┌─ Exercise passage

Whale calls are acutely formatted to travel hundreds of miles through water, but an increasing amount of human-created underwater noise has confused whales. In response, a Whale Detection Challenge was held last year—and within three days, a machine learning expert leaped ahead of the competition by turning the two-second sample clips into 2-D spectrogram images. What was an audio-recognition problem became a deep-learning image-recognition solution.
The machine learning expert, Daniel Nouri, based his spectrogram-analyzing algorithm on the image-recognition model popularized by University of Toronto’s Alex Krizhevsky, who used a convolutional neural network (convnet) that exploits spatial correlations in images. Nouri translated the whale-song audio clips (like this one) into spectrograms measuring amplitude in hertz (y-axis) and time (x-axis), like so:
Nouri’s success was apparent after a presentation at DCLDE 2013, a conference that explores methods to track marine mammals using passive acoustics. Previous detection algorithms have been quoted as being 1 to 10 times faster than real-time, but Nouri’s method harnessed a single NVIDIA GTX 580 graphics card to detect and classify sound at 700 times faster than real-time, parsing through one year of audio recordings in around 12 hours.

└─
┌─ Record excerpts

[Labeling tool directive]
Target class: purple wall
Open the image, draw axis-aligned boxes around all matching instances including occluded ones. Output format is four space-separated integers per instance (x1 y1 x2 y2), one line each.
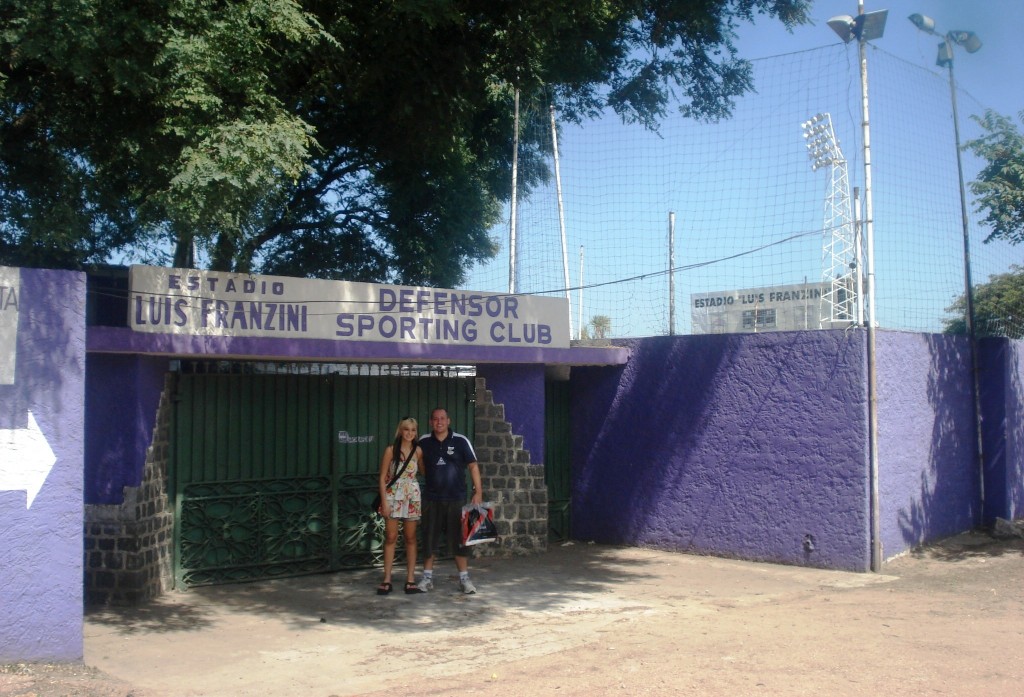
476 364 544 464
571 332 870 571
85 353 168 505
978 339 1024 523
877 332 981 559
0 269 85 662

└─

**Exercise aim**
Answer these questions from the whale-detection passage above:
(a) How long were the sample clips that Nouri turned into spectrogram images?
(b) Whose image-recognition model was Nouri's algorithm based on?
(c) About how long did Nouri's method take to parse one year of audio recordings?

**Answer box**
(a) Two seconds.
(b) The model popularized by Alex Krizhevsky of the University of Toronto.
(c) Around 12 hours.